A block of data:
═══
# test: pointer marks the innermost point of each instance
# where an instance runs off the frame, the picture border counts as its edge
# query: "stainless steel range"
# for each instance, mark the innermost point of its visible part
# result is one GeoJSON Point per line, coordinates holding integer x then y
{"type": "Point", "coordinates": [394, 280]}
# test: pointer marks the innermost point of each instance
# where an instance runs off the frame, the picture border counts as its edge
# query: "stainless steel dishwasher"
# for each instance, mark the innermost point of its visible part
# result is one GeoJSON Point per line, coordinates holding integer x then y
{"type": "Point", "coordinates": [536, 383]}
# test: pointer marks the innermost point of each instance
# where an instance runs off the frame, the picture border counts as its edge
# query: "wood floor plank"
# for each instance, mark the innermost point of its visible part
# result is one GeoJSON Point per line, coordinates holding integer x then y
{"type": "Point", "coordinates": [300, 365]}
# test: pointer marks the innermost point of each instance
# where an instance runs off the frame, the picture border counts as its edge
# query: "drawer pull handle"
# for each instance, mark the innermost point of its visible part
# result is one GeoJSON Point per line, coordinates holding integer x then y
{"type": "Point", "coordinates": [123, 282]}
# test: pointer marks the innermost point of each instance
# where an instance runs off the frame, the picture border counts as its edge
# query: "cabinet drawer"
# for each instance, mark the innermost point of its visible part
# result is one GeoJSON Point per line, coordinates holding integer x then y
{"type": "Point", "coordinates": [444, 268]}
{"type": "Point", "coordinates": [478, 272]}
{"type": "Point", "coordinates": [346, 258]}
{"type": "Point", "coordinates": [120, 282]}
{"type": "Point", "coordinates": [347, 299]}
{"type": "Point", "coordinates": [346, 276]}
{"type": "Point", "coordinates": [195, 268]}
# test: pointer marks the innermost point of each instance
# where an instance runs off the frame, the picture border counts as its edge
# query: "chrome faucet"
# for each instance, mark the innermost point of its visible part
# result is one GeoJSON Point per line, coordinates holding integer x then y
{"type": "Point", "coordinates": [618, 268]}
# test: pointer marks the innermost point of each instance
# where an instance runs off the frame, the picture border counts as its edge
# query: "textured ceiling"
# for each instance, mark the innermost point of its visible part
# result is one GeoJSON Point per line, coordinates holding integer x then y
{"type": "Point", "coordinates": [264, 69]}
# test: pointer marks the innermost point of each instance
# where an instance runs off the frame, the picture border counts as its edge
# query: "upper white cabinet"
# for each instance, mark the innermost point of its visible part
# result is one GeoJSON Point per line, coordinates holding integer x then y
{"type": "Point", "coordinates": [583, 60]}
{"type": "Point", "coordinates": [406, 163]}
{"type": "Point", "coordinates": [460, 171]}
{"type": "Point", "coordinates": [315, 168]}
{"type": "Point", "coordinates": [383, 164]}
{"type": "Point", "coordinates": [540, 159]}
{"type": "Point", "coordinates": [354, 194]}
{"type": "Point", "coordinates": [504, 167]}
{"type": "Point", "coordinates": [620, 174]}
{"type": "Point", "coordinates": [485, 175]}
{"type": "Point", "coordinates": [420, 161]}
═══
#### [REQUIRED WORK]
Write all of the records out again exactly.

#### [ANSWER FOR THIS EXERCISE]
# test: pointer marks the innermost point of each instance
# where an instance runs off the frame, the picture border counts as its edge
# query: "stainless steel range"
# for each instance, mark the innermost point of its visible part
# result is one GeoJSON Point per line, coordinates holding integer x then y
{"type": "Point", "coordinates": [394, 280]}
# test: pointer marks the innermost point of each instance
# where an instance runs off the frame, the picture border counts as its edge
# query: "stainless steel dishwasher"
# for each instance, mark the innermost point of its visible part
# result is one GeoJSON Point per line, coordinates holding integer x then y
{"type": "Point", "coordinates": [536, 383]}
# test: pointer marks the innermost point of each instance
# where an instance runs off the frame, the picture border counts as its edge
# query: "wood floor plank"
# for each instance, mark the innermost point of its visible part
# result is one GeoJSON Point per line, coordinates holding integer x then y
{"type": "Point", "coordinates": [300, 365]}
# test: pointer marks the innermost point of each instance
# where an instance runs off the frame, the picture border counts as its edge
# query: "drawer pull handle"
# for each instance, mark the innermost point of its visible part
# result is one GeoJSON Point per line, coordinates holding integer x then y
{"type": "Point", "coordinates": [123, 282]}
# test: pointer marks the innermost point of each instance
# where an instance runs off the frame, the picture border counts as its edge
# query: "cabinet drawer"
# for each instance, mark the innermost point of its visible part
# result is one GeoJSON Point per line, coordinates holding integer x then y
{"type": "Point", "coordinates": [444, 268]}
{"type": "Point", "coordinates": [478, 272]}
{"type": "Point", "coordinates": [346, 258]}
{"type": "Point", "coordinates": [120, 282]}
{"type": "Point", "coordinates": [347, 299]}
{"type": "Point", "coordinates": [346, 276]}
{"type": "Point", "coordinates": [195, 268]}
# test: pointer marks the innermost point of each instance
# where an instance runs off the frame, the picture border counts as its edge
# query: "chrome faucet"
# for each instance, mark the innermost point of its visible part
# result is one GeoJSON Point per line, coordinates holding integer x then y
{"type": "Point", "coordinates": [618, 268]}
# test: pointer marks the innermost point of each instance
# where an instance runs off the frame, the picture border counts as its edge
# query: "textured ceiling"
# for each instance, mark the innermost point of its visible part
# result is one GeoJSON Point per line, coordinates holding integer x then y
{"type": "Point", "coordinates": [264, 69]}
# test: pointer marks the innermost point of each instance
# where an instance runs off the frame, the picture border counts as its edge
# query: "upper white cabinet"
# for each instance, mark the innermost point of its visible part
# result is one GeoJSON Point per line, coordinates holding integer x then y
{"type": "Point", "coordinates": [583, 60]}
{"type": "Point", "coordinates": [406, 163]}
{"type": "Point", "coordinates": [460, 171]}
{"type": "Point", "coordinates": [315, 168]}
{"type": "Point", "coordinates": [383, 164]}
{"type": "Point", "coordinates": [540, 159]}
{"type": "Point", "coordinates": [354, 194]}
{"type": "Point", "coordinates": [504, 167]}
{"type": "Point", "coordinates": [620, 174]}
{"type": "Point", "coordinates": [485, 175]}
{"type": "Point", "coordinates": [420, 161]}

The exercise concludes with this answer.